▶ _Problema breve_: Per favore, modifica i dati seguenti sostituendo ogni occorrenza di "assignment" con "task" e lascia invariato tutto il resto.
※ ※ ※
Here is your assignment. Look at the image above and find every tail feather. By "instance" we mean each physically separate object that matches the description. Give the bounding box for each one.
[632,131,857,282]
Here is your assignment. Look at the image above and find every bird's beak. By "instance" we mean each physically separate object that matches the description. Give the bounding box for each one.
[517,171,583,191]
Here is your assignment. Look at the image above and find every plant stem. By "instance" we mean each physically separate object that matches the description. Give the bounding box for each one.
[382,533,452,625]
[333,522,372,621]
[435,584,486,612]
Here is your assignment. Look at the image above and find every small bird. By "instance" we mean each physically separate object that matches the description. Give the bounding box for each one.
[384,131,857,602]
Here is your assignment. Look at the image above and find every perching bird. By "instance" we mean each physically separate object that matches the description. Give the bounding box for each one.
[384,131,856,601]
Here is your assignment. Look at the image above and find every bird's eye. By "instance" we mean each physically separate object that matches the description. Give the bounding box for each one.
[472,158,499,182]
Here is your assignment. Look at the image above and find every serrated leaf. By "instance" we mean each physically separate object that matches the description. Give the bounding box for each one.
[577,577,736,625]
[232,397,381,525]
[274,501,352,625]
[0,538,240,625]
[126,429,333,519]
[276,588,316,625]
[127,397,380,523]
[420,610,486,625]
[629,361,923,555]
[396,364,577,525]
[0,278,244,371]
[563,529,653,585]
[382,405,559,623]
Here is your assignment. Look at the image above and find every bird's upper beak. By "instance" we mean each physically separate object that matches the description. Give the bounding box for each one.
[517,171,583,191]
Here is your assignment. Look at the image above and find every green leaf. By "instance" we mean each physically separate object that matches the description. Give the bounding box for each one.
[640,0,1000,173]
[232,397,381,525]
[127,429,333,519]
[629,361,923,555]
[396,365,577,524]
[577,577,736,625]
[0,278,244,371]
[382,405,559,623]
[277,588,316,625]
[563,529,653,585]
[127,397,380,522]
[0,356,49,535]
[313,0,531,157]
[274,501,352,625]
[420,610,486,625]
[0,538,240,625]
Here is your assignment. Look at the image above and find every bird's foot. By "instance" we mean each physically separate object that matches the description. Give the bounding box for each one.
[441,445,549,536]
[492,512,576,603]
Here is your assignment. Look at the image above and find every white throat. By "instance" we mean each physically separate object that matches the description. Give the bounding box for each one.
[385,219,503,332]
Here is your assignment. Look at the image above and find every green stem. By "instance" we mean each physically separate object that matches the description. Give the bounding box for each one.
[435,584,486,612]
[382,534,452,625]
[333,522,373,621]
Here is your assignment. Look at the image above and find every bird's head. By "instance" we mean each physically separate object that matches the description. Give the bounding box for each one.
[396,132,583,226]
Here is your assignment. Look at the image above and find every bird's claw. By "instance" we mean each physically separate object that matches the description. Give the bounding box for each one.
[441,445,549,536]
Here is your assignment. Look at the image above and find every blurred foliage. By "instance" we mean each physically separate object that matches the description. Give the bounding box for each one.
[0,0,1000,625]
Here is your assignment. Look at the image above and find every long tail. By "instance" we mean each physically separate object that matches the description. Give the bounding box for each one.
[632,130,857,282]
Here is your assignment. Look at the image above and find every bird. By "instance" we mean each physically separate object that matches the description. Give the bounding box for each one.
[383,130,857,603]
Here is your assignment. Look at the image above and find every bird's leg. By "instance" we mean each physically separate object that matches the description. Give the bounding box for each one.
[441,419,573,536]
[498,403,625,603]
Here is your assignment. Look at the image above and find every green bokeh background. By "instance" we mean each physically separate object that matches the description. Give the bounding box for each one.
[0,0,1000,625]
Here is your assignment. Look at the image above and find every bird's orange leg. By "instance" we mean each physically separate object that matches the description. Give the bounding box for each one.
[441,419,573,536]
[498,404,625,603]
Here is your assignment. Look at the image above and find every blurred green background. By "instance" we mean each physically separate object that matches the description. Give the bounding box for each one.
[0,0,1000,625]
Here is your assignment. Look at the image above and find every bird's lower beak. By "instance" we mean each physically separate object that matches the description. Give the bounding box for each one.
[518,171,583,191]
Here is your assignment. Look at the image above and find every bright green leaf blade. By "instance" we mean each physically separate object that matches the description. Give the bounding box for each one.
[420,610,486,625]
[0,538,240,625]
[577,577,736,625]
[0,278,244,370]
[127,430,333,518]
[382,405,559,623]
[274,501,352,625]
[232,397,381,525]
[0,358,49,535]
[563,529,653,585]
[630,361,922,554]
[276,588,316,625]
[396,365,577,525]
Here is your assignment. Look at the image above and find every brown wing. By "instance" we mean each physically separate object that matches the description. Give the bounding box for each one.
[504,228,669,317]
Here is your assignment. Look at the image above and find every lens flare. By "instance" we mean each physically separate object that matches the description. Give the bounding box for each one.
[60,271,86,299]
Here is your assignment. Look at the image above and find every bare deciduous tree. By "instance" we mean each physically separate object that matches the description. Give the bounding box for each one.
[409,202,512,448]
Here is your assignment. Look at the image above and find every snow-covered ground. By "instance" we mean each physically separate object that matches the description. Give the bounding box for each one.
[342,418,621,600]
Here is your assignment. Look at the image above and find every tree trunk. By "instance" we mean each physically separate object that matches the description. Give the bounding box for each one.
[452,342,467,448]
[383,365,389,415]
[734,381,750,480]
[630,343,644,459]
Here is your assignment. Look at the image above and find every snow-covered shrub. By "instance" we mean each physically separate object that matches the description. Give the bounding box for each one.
※ ※ ※
▶ _Risposta completa_:
Here is your task. Look at the image above and find every tail feather. By "instance" we mean each physically separate object that matches the description. Give the bounding box for each one.
[632,131,857,282]
Here is your task. Look at the image above and find every bird's beak. By "instance" we mean each physically separate object that matches the description. Give the bounding box for each one.
[517,171,583,191]
Here is your task. Look at the image above and find every plant stem. By "instance" we mean each physically separate object that matches the description. Give the bounding box for each one.
[382,533,452,625]
[333,522,372,621]
[435,584,486,612]
Here is your task. Look at the image above and find every small bird. By "instance" we mean each physically separate object that matches the description. Give the bounding box for each one.
[384,131,857,602]
Here is your task. Look at the image above and find every perching bird. By "instance" we mean each physically separate object that matches the description. Give the bounding box for each one.
[384,131,856,601]
Here is your task. Look at the image above and find every bird's eye. By "instance" we mean each physically separate object that matches the description. Give the bounding box for each one.
[472,158,499,182]
Here is your task. Look at the image above and find every serrated leaf. By "instance" we mean each physically separate object that matches the description. Give the bounding box for each one.
[577,577,736,625]
[232,397,381,525]
[274,501,352,625]
[0,538,240,625]
[126,429,333,519]
[276,588,316,625]
[127,397,380,523]
[420,610,486,625]
[629,361,923,555]
[396,364,577,525]
[0,278,244,371]
[563,529,653,585]
[382,405,559,623]
Here is your task. Look at the image above and find every bird's upper beak. By "instance" we mean each physically separate object that matches the description. Give the bounding box for each one.
[517,171,583,191]
Here is your task. Look at the image above and find every green leaf. By "instance" we mean each physically separate object that matches the description. Give the bounding box for each one.
[640,0,1000,173]
[232,397,381,525]
[127,429,333,519]
[629,361,923,555]
[396,365,577,524]
[577,577,736,625]
[0,278,244,371]
[382,405,559,623]
[277,588,316,625]
[563,529,653,585]
[127,397,380,522]
[0,356,49,535]
[313,0,531,157]
[274,501,352,625]
[420,610,486,625]
[0,538,240,625]
Here is your task. Look at the image above and find every bird's foot. By "instance" we mean each physically separate object that matches the description. Give the bounding box for each one.
[441,445,549,536]
[492,512,576,603]
Here is your task. Look at the image above and find every white throat. By "instance" we mean each physically separate object that matches the description. Give the bounding box for each one.
[385,219,503,332]
Here is your task. Look at the image above and find every green stem. By "instance" we mean each physically separate object that matches the description. Give the bounding box for each one.
[435,584,486,612]
[382,534,452,625]
[333,522,373,621]
Here is your task. Look at the image above and find every bird's head. By "instance" we mean each physically separate object that matches the description. Give the bounding box for each one.
[396,132,583,226]
Here is your task. Look at the image above and find every bird's claw. By "instance" we mean each physically separate object that matches the description. Give the bounding box for each one.
[441,445,549,536]
Here is your task. Look at the image above and find every blurred foliage. By "instance" we mean each physically separate object that matches the description. Give the bounding box for each one.
[0,0,1000,625]
Here is your task. Look at the image above and find every long tail. By "instance" we mean each physically separate object that matches the description. Give the bounding box for each one.
[632,130,857,282]
Here is your task. Look at the image above and find every bird. By "instance" we mean each physically separate object that matches the description. Give the bounding box for each one.
[383,130,857,603]
Here is your task. Look at the image above and find every bird's leg. By "instance" we mean each physically separate object that matches the description. Give the bounding box for each one.
[441,419,573,536]
[498,403,625,603]
Here is your task. Look at the image above and find every green bokeh background. By "instance" we mean each physically separate object that matches the description. Give the bounding box for each one.
[0,0,1000,625]
Here is your task. Look at the image above and find every bird's orange leg. By "instance" we mean each physically separate object that matches the description. Give the bounding box for each one.
[441,419,573,536]
[498,404,625,603]
Here is your task. Look at the image above and find every blurred green background. By "instance" we mean each physically separate object that matches the description. Give the bounding box for each one.
[0,0,1000,625]
Here is your task. Look at the image above and find every bird's lower beak. By "instance" we mean each physically separate object that matches the description. Give the bounding box for each one.
[518,171,583,191]
Here is your task. Look at the image above and find every bright green leaf blade. By "instance" we mean each physically separate object that matches the description. Give the bounding box for each one.
[420,610,486,625]
[0,538,240,625]
[577,577,736,625]
[0,278,244,370]
[127,430,333,518]
[382,405,559,623]
[274,501,352,625]
[232,397,381,525]
[0,358,49,535]
[563,529,653,585]
[630,361,922,554]
[276,588,316,625]
[396,365,577,525]
Here is your task. Look at the image above and find every brown wing. By "instance" we mean each physically separate object that matches the description. Give the bounding box for each one.
[504,228,669,317]
Here is your task. Look at the image above and find every lens flare. By "instance" we mean each physically separate object that matches the description. Give the bounding box for each one.
[60,271,86,299]
Here is your task. Look at the image above and find every bare deciduous tree. By "instance" we mean each physically separate object that matches the description. Give the bounding box for each one.
[409,202,512,448]
Here is your task. Look at the image above and find every snow-covered ground. By "instance" we mean each physically separate object that matches the description. Give the bounding box for each one.
[342,418,621,600]
Here is your task. Look at the image above and find every tree trunk. By "instance" we mean each physically separate object that matches the description. Give the bounding box for each one.
[452,342,467,448]
[383,365,389,415]
[734,381,750,480]
[630,343,644,459]
Here is your task. Look at the image above and find every snow-covered shrub. By "instance" we mean each physically separate object that matches the description. Give the bounding box for each one.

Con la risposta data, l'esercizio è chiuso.